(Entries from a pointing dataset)
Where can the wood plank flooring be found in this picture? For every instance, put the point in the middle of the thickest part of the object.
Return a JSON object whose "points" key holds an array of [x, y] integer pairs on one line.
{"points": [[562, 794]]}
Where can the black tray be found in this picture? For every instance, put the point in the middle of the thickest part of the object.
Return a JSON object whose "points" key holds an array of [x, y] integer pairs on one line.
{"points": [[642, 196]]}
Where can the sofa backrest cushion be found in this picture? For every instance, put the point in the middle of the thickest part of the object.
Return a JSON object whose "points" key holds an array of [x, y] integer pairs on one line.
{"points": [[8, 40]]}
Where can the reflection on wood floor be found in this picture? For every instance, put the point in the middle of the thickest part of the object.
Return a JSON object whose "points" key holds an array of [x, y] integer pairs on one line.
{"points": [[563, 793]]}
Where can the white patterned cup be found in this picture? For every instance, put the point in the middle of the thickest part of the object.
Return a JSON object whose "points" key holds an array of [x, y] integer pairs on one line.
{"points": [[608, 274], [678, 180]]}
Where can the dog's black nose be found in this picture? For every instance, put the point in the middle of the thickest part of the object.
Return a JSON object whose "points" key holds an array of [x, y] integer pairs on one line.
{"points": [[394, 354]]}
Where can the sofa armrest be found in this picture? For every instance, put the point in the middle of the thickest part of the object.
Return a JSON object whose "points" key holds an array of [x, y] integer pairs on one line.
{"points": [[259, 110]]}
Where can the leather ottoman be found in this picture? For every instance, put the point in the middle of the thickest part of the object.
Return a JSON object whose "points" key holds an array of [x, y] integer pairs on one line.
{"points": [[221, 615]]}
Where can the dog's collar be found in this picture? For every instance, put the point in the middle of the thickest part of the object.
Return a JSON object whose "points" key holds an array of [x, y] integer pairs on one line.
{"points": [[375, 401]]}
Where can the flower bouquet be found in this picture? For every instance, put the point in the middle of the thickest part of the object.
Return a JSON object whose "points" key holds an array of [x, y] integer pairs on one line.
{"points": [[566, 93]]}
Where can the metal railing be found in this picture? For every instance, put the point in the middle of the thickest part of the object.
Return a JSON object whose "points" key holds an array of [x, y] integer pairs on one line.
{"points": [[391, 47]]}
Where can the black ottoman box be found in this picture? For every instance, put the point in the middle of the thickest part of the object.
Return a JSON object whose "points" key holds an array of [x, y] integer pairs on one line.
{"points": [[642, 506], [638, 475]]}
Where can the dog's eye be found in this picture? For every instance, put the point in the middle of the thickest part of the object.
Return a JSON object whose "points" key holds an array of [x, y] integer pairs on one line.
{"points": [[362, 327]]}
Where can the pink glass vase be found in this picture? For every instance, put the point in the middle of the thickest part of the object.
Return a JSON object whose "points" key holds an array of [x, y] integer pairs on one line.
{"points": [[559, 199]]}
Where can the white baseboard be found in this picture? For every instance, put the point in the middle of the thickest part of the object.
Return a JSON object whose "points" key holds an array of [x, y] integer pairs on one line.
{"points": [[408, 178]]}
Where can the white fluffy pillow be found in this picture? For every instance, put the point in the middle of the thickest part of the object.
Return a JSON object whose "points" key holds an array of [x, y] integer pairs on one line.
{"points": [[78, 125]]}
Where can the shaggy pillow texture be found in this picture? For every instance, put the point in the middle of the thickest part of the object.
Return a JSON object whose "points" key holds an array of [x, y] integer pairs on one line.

Problem to work on:
Copy out all of the rows above again, keeping every line identical to the original.

The response:
Where can the wood plank flooring be found in this picture? For every instance, put the point in the middle of the thickest part of the object.
Return a JSON object whose "points" key holds an array of [x, y] integer pairs on one line.
{"points": [[562, 794]]}
Where can the black tray be found in this picture? For every instance, put the point in the middle of the thickest part of the object.
Return a JSON object whose "points" key holds an array of [x, y] integer pairs on one line.
{"points": [[642, 196]]}
Where can the sofa backrest cushion be found in this picture? For every instance, put the point in the middle of the thickest part of the object.
Return a JSON object whose "points" key holds an array of [x, y] integer pairs on one line.
{"points": [[8, 40]]}
Where can the reflection on wood floor be found in this picture? For every instance, put the point in the middle of the thickest part of the object.
Return a JSON object whose "points" key holds an array of [x, y] integer pairs on one line.
{"points": [[563, 793]]}
Where can the white patterned cup be found in this picture? For every instance, put the point in the middle of the thickest part of the object.
Return a JSON object whose "points" key holds an array of [x, y] integer pairs on one line.
{"points": [[608, 274], [678, 180]]}
Where can the dog's black nose be found in this picture? For every instance, put the point in the middle of the thickest part of the object.
Return a JSON object whose "points" key holds an array of [x, y] integer pairs on one line.
{"points": [[394, 354]]}
Where can the sofa armrest be found in this picture? For every instance, put the point in the middle of the thickest part of the object.
Return a JSON object whose "points" key holds an array of [x, y] integer pairs on one line.
{"points": [[259, 110]]}
Where can the leather ottoman be found in this picture? For every instance, put the point in the middle of the thickest part of the object.
Return a JSON object whose "points" key holds an array of [x, y] integer pairs on one line.
{"points": [[221, 615]]}
Where can the dog's collar be found in this picture? For every instance, put the point in the middle of the thickest part of the object.
Return a JSON object whose "points" key holds an array of [x, y] integer pairs on one line.
{"points": [[375, 401]]}
Where can the flower bouquet be found in this picture? For every instance, put the point in the middle of the thickest part of the object.
Return a JSON object whose "points" key holds an array of [x, y] integer pairs on one line.
{"points": [[566, 93]]}
Where can the metal railing be found in this picture? For every instance, put the point in the middle of the thickest part of the object.
Return a JSON object whose "points" key holds an array of [x, y] integer pairs on one line.
{"points": [[391, 47]]}
Where can the black ottoman box be found in this picture? For every instance, put the point in the middle of the thickest part of the object.
Return a JSON object whose "points" key holds an array of [x, y] integer pairs on one line.
{"points": [[642, 506], [638, 475]]}
Where can the dog's eye be found in this picture? For every instance, put the point in the middle of the thickest part of the object.
Return a JSON object whose "points" key holds an array of [x, y] integer pairs on one line.
{"points": [[362, 327]]}
Where can the pink glass vase be found in this picture? For every instance, put the point in the middle of the thickest part of the object.
Return a JSON object whose "points" key holds an array of [x, y] integer pairs on one line.
{"points": [[559, 199]]}
Where can the white baseboard be found in this picture? For every instance, put the point in the middle of the thickest part of the object.
Return a JSON object whose "points" key holds an array of [x, y] integer pairs on one line.
{"points": [[408, 178]]}
Where can the white fluffy pillow be found in this picture? For every instance, put the point in the middle of the thickest part of the object.
Return a JSON object whose "points" key holds an array of [x, y] integer pairs on one line.
{"points": [[78, 125]]}
Where can the shaggy pillow texture be found in this picture? For every instance, put the point in the middle of the thickest part of the object.
Return a JSON object whose "points" key holds an array of [x, y] integer pairs on one line.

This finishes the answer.